**Texte du document:**
============================================================
L’Union des Associations de mémoire des camps nazis aux Rendez-vous de l’Histoire de Blois (octobre 2019)

Dans le cadre des Rendez-vous de l’Histoire de Blois, édition 2019, notre Union des Associations de mémoire des camps nazis a organisé une table ronde intitulée
« Les déportations d’Italie vers les camps nazis : histoire méconnue, mémoires vivantes ». En voici le compte rendu, que nous devons à Caroline Ulmann de l’Amicale de Mauthausen.

« Les déportations d’Italie vers les camps nazis : histoire méconnue, mémoires vivantes »

Table ronde organisée par l’Union des associations de mémoire des camps nazis, pilotée par D. Durand et D. Simon le 10 octobre 2019 (Amphi de l’INSA) à Blois, aux Rendez-vous de l’Histoire.

Marie-Anne Matard-Bonucci, professeur d’histoire contemporaine à l’université Paris 8, spécialiste de l’Italie fasciste, expose le contexte politique : l’arrivée au pouvoir en Italie en 1922 de la dictature de Mussolini et la création de « centres de relégation » dans les îles et dans les lieux éloignés, pour les antifascistes, les étrangers et les Juifs. Puis les lois raciales de 1938, qui excluent les Juifs de la vie publique. Après la déclaration de guerre et l’alliance avec les nazis : l’ouverture de camps pour les opposants au régime fasciste, les étrangers et les Juifs à Ferramonti (Calabre). Puis le débarquement en Sicile en 1943 et la destitution de Mussolini, ébauche d’une autorité politique impliquant le roi et les alliés, au sud jusqu’à Rome. Les Allemands occupent le centre et le nord de l’Italie et permettent le retour de Mussolini dans la fantoche « république de Salo » : ouverture des camps de concentration nazis en Italie, avant des déportations dans le Reich : Fossoli à Carpi, Bolzano, la Risiera de San Sabba, près de Trieste.

Marie-Anne Matard-Bonucci

Dominique Durand (Buchenwald-Dora) fait état du message cordial de Dario Venegoni, président de l’ANED (association nationale des ex-déportés italiens) et rappelle quelques données chiffrées sur la déportation italienne : 8 500 Juifs déportés parmi les 40 000 déportés italiens ; 23 400 « politiques » résistants et raflés ; 10 à 15 000 hommes et femmes détenus dans les camps nazis en Italie. En plus des déportés dans les KL, environ 250 000 personnes furent emmenées hors d’Italie pour le travail forcé et 650 000 soldats faits prisonniers par les anciens alliés allemands et envoyés dans les camps de prisonniers en Allemagne et dans les territoires occupés. Au total, près d’un million d’Italiens ont été faits prisonniers ou déportés en tant qu’esclaves en Allemagne.
============================================================
**Travail à faire:**
A) Dans le compte rendu, quels camps de concentration nazis ouverts en Italie sont nommés ?
B) Renvoyez le passage du compte rendu allant de « L’Union des Associations de mémoire des camps nazis aux » à « l’Amicale de Mauthausen. ».
C) Selon le compte rendu, combien de Juifs comptait-on parmi les déportés italiens ?

**Entrées de données enregistrées:**
============================================================
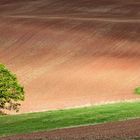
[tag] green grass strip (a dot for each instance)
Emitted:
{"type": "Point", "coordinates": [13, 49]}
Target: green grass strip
{"type": "Point", "coordinates": [42, 121]}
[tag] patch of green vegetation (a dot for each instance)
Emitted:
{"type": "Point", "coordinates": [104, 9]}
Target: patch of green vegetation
{"type": "Point", "coordinates": [42, 121]}
{"type": "Point", "coordinates": [11, 92]}
{"type": "Point", "coordinates": [137, 90]}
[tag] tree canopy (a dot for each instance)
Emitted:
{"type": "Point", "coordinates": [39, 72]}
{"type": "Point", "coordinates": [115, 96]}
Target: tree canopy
{"type": "Point", "coordinates": [11, 92]}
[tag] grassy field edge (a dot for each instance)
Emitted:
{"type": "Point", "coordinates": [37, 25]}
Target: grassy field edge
{"type": "Point", "coordinates": [46, 121]}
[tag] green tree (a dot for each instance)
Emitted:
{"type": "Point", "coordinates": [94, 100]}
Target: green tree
{"type": "Point", "coordinates": [11, 92]}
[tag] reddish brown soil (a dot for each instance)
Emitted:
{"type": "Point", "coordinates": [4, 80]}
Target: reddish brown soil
{"type": "Point", "coordinates": [72, 53]}
{"type": "Point", "coordinates": [126, 130]}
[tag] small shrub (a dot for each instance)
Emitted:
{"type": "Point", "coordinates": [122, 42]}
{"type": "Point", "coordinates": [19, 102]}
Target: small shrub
{"type": "Point", "coordinates": [137, 90]}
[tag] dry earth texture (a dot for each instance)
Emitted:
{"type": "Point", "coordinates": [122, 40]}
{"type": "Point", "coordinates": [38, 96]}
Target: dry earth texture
{"type": "Point", "coordinates": [127, 130]}
{"type": "Point", "coordinates": [71, 53]}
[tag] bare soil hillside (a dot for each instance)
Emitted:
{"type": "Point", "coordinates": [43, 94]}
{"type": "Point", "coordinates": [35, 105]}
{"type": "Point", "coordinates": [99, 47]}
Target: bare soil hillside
{"type": "Point", "coordinates": [70, 53]}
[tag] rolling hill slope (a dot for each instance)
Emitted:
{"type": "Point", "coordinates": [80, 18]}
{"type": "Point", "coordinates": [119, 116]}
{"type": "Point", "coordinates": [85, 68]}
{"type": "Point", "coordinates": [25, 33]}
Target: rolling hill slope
{"type": "Point", "coordinates": [72, 53]}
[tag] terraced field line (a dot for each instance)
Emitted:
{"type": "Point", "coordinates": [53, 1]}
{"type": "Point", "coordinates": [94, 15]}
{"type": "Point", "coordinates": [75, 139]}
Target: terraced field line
{"type": "Point", "coordinates": [74, 18]}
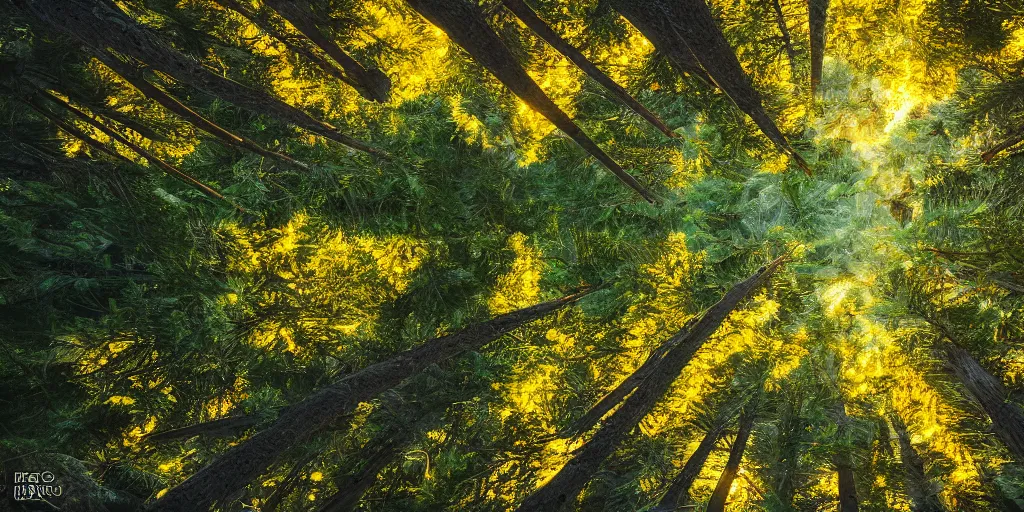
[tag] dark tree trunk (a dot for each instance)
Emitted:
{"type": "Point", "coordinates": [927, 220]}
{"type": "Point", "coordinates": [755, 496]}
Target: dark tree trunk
{"type": "Point", "coordinates": [679, 25]}
{"type": "Point", "coordinates": [563, 488]}
{"type": "Point", "coordinates": [351, 487]}
{"type": "Point", "coordinates": [679, 492]}
{"type": "Point", "coordinates": [465, 24]}
{"type": "Point", "coordinates": [817, 16]}
{"type": "Point", "coordinates": [721, 494]}
{"type": "Point", "coordinates": [134, 77]}
{"type": "Point", "coordinates": [923, 493]}
{"type": "Point", "coordinates": [594, 415]}
{"type": "Point", "coordinates": [242, 464]}
{"type": "Point", "coordinates": [1008, 419]}
{"type": "Point", "coordinates": [101, 26]}
{"type": "Point", "coordinates": [786, 39]}
{"type": "Point", "coordinates": [152, 159]}
{"type": "Point", "coordinates": [844, 466]}
{"type": "Point", "coordinates": [372, 84]}
{"type": "Point", "coordinates": [530, 19]}
{"type": "Point", "coordinates": [266, 25]}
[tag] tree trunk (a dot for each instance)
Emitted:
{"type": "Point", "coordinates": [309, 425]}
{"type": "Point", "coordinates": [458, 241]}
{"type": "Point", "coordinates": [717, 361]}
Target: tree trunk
{"type": "Point", "coordinates": [100, 25]}
{"type": "Point", "coordinates": [847, 484]}
{"type": "Point", "coordinates": [923, 493]}
{"type": "Point", "coordinates": [721, 494]}
{"type": "Point", "coordinates": [562, 489]}
{"type": "Point", "coordinates": [464, 23]}
{"type": "Point", "coordinates": [681, 26]}
{"type": "Point", "coordinates": [1008, 419]}
{"type": "Point", "coordinates": [351, 488]}
{"type": "Point", "coordinates": [134, 77]}
{"type": "Point", "coordinates": [786, 39]}
{"type": "Point", "coordinates": [530, 19]}
{"type": "Point", "coordinates": [594, 415]}
{"type": "Point", "coordinates": [817, 16]}
{"type": "Point", "coordinates": [679, 492]}
{"type": "Point", "coordinates": [244, 463]}
{"type": "Point", "coordinates": [153, 160]}
{"type": "Point", "coordinates": [372, 84]}
{"type": "Point", "coordinates": [267, 26]}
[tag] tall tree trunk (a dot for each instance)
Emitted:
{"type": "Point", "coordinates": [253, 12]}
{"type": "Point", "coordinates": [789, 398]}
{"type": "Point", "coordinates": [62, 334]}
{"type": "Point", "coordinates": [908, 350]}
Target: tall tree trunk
{"type": "Point", "coordinates": [152, 159]}
{"type": "Point", "coordinates": [844, 466]}
{"type": "Point", "coordinates": [245, 462]}
{"type": "Point", "coordinates": [689, 24]}
{"type": "Point", "coordinates": [817, 16]}
{"type": "Point", "coordinates": [721, 494]}
{"type": "Point", "coordinates": [616, 395]}
{"type": "Point", "coordinates": [1008, 419]}
{"type": "Point", "coordinates": [563, 488]}
{"type": "Point", "coordinates": [266, 25]}
{"type": "Point", "coordinates": [372, 84]}
{"type": "Point", "coordinates": [464, 23]}
{"type": "Point", "coordinates": [923, 493]}
{"type": "Point", "coordinates": [679, 492]}
{"type": "Point", "coordinates": [791, 52]}
{"type": "Point", "coordinates": [530, 19]}
{"type": "Point", "coordinates": [133, 76]}
{"type": "Point", "coordinates": [351, 487]}
{"type": "Point", "coordinates": [100, 25]}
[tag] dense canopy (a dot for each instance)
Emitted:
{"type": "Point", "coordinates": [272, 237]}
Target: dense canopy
{"type": "Point", "coordinates": [534, 255]}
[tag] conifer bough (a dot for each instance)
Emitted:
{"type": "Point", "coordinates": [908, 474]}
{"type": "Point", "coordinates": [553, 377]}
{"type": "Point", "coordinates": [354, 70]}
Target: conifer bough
{"type": "Point", "coordinates": [101, 26]}
{"type": "Point", "coordinates": [680, 28]}
{"type": "Point", "coordinates": [534, 22]}
{"type": "Point", "coordinates": [244, 463]}
{"type": "Point", "coordinates": [563, 488]}
{"type": "Point", "coordinates": [464, 23]}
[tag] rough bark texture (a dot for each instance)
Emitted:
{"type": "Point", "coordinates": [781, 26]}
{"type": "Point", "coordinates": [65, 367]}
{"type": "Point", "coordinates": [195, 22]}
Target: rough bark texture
{"type": "Point", "coordinates": [351, 487]}
{"type": "Point", "coordinates": [243, 463]}
{"type": "Point", "coordinates": [923, 493]}
{"type": "Point", "coordinates": [530, 19]}
{"type": "Point", "coordinates": [679, 492]}
{"type": "Point", "coordinates": [616, 395]}
{"type": "Point", "coordinates": [681, 26]}
{"type": "Point", "coordinates": [563, 488]}
{"type": "Point", "coordinates": [1008, 419]}
{"type": "Point", "coordinates": [100, 25]}
{"type": "Point", "coordinates": [152, 159]}
{"type": "Point", "coordinates": [817, 15]}
{"type": "Point", "coordinates": [465, 24]}
{"type": "Point", "coordinates": [721, 494]}
{"type": "Point", "coordinates": [133, 76]}
{"type": "Point", "coordinates": [844, 466]}
{"type": "Point", "coordinates": [372, 84]}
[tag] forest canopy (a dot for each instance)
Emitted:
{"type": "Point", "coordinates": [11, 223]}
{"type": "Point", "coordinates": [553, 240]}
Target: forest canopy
{"type": "Point", "coordinates": [496, 255]}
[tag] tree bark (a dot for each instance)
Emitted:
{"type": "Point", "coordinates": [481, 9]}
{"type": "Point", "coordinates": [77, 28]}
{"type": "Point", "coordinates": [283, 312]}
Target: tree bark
{"type": "Point", "coordinates": [844, 467]}
{"type": "Point", "coordinates": [534, 22]}
{"type": "Point", "coordinates": [1008, 419]}
{"type": "Point", "coordinates": [100, 25]}
{"type": "Point", "coordinates": [245, 462]}
{"type": "Point", "coordinates": [616, 395]}
{"type": "Point", "coordinates": [817, 17]}
{"type": "Point", "coordinates": [133, 76]}
{"type": "Point", "coordinates": [679, 25]}
{"type": "Point", "coordinates": [721, 494]}
{"type": "Point", "coordinates": [464, 23]}
{"type": "Point", "coordinates": [563, 488]}
{"type": "Point", "coordinates": [786, 39]}
{"type": "Point", "coordinates": [923, 493]}
{"type": "Point", "coordinates": [679, 492]}
{"type": "Point", "coordinates": [152, 159]}
{"type": "Point", "coordinates": [372, 84]}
============================================================
**Résultats par tâche:**
A) Fossoli à Carpi, Bolzano, la Risiera de San Sabba (près de Trieste)

B)
L’Union des Associations de mémoire des camps nazis aux Rendez-vous de l’Histoire de Blois (octobre 2019)

Dans le cadre des Rendez-vous de l’Histoire de Blois, édition 2019, notre Union des Associations de mémoire des camps nazis a organisé une table ronde intitulée
« Les déportations d’Italie vers les camps nazis : histoire méconnue, mémoires vivantes ». En voici le compte rendu, que nous devons à Caroline Ulmann de l’Amicale de Mauthausen.

C) 8 500 Juifs, sur 40 000 déportés italiens.